(Beginning of DATA FOR REVIEW)
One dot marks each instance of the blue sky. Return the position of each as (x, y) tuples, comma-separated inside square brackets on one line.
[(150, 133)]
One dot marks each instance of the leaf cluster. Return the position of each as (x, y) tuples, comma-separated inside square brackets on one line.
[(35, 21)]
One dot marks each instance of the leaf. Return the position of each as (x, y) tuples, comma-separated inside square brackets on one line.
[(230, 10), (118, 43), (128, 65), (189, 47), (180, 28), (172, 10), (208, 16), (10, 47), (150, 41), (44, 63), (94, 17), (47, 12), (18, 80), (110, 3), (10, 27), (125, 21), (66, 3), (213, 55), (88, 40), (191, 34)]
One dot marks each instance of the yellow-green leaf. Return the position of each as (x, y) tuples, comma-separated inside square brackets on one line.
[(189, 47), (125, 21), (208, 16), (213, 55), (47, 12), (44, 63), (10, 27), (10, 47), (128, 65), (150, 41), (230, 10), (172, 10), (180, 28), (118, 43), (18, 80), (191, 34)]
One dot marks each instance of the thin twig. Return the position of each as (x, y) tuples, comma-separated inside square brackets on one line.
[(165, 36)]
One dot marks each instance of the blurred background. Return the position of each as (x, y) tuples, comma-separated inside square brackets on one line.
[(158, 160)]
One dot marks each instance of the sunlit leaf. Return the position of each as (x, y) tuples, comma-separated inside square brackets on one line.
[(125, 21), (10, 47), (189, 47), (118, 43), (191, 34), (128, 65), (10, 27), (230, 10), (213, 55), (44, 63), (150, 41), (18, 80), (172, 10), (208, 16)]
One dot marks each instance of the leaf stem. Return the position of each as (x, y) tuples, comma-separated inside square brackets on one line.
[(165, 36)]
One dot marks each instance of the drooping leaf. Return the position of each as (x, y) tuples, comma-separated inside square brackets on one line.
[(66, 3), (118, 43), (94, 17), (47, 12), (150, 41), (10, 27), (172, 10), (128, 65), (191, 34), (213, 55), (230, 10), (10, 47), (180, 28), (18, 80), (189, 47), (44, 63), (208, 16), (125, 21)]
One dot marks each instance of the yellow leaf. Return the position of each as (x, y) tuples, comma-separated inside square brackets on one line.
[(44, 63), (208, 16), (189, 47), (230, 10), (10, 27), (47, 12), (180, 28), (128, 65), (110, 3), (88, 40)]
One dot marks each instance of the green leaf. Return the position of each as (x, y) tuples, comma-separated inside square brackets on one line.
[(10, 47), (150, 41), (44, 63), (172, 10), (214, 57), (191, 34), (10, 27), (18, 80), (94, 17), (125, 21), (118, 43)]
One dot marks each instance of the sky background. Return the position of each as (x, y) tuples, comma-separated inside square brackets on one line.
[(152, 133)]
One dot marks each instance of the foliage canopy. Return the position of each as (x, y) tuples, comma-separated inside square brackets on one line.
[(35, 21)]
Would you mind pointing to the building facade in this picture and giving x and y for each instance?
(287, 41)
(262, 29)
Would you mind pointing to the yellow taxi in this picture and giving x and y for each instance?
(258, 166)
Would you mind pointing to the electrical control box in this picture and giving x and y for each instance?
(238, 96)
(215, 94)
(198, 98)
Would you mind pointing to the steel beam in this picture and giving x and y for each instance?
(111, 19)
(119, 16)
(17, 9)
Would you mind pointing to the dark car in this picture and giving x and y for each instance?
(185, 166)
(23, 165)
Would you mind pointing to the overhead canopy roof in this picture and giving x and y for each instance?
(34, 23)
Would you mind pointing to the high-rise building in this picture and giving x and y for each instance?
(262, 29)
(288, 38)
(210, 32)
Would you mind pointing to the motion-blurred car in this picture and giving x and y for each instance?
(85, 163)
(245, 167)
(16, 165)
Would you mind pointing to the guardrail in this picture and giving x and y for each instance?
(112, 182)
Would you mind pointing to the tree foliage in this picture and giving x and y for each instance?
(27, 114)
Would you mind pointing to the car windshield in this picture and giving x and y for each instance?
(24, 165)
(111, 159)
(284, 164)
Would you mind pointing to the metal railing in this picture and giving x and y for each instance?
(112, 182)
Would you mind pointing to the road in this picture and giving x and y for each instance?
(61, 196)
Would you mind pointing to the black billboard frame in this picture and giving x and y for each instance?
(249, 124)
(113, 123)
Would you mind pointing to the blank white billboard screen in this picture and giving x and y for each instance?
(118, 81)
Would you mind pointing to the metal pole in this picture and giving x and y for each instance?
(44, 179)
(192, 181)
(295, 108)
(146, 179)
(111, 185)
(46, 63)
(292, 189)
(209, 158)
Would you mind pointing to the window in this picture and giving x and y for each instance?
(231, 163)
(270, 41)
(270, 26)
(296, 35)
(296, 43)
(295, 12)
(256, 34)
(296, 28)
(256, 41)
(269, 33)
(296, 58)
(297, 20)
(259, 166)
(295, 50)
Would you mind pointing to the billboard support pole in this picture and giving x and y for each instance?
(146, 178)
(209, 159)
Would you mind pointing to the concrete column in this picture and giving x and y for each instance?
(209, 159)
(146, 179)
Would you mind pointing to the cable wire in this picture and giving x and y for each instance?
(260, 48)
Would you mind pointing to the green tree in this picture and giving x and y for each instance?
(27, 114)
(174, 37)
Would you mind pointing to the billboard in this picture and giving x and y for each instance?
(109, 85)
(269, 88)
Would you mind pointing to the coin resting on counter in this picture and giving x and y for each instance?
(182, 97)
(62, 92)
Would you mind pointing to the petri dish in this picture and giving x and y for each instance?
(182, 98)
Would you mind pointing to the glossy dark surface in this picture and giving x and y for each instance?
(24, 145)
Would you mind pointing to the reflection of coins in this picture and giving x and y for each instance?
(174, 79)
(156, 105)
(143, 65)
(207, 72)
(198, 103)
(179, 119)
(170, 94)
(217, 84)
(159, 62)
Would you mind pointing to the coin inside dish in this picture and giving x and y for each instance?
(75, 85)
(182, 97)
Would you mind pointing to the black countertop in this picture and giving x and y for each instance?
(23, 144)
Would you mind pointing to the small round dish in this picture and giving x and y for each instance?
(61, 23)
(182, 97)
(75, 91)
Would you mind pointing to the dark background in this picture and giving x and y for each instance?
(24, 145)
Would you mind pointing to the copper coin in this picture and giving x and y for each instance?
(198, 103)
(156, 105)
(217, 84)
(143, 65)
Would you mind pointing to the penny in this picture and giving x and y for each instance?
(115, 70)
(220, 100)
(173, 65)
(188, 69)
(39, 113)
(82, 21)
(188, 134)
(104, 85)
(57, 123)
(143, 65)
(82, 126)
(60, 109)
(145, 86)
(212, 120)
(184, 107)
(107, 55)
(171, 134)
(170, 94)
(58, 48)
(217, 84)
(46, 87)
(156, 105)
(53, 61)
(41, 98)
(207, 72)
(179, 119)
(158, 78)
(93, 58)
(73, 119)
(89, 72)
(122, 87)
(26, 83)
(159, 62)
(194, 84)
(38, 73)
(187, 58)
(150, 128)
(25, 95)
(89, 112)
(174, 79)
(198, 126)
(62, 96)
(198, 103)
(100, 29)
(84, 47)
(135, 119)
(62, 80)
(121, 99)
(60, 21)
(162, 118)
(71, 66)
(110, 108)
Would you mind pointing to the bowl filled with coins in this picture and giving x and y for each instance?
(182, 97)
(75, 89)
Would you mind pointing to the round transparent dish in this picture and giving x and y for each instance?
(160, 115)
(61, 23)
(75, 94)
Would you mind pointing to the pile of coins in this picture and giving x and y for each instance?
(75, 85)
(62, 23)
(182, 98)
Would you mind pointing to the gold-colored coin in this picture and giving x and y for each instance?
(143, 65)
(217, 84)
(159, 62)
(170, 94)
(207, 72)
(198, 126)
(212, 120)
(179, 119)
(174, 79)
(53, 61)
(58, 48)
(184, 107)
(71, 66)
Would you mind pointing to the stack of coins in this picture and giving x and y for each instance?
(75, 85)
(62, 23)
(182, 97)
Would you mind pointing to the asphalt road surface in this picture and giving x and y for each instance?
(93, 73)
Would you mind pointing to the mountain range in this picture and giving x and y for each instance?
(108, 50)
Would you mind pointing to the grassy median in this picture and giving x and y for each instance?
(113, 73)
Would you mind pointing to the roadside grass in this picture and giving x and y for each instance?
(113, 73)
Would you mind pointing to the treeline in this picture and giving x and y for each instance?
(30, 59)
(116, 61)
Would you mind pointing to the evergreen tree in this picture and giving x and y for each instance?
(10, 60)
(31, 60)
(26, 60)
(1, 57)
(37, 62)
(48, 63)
(End of DATA FOR REVIEW)
▸ **DESCRIPTION OF THE TASK**:
Nothing before the line containing "Would you mind pointing to the treeline" should be repeated; repeat that line and all later lines through the end of the data above, exactly.

▸ **ANSWER SECTION**:
Would you mind pointing to the treeline in this picture and giving x and y for each instance?
(30, 59)
(116, 61)
Would you mind pointing to the evergreen tree in this picture and giving x and y for each instance?
(10, 60)
(31, 60)
(26, 60)
(1, 57)
(37, 62)
(48, 63)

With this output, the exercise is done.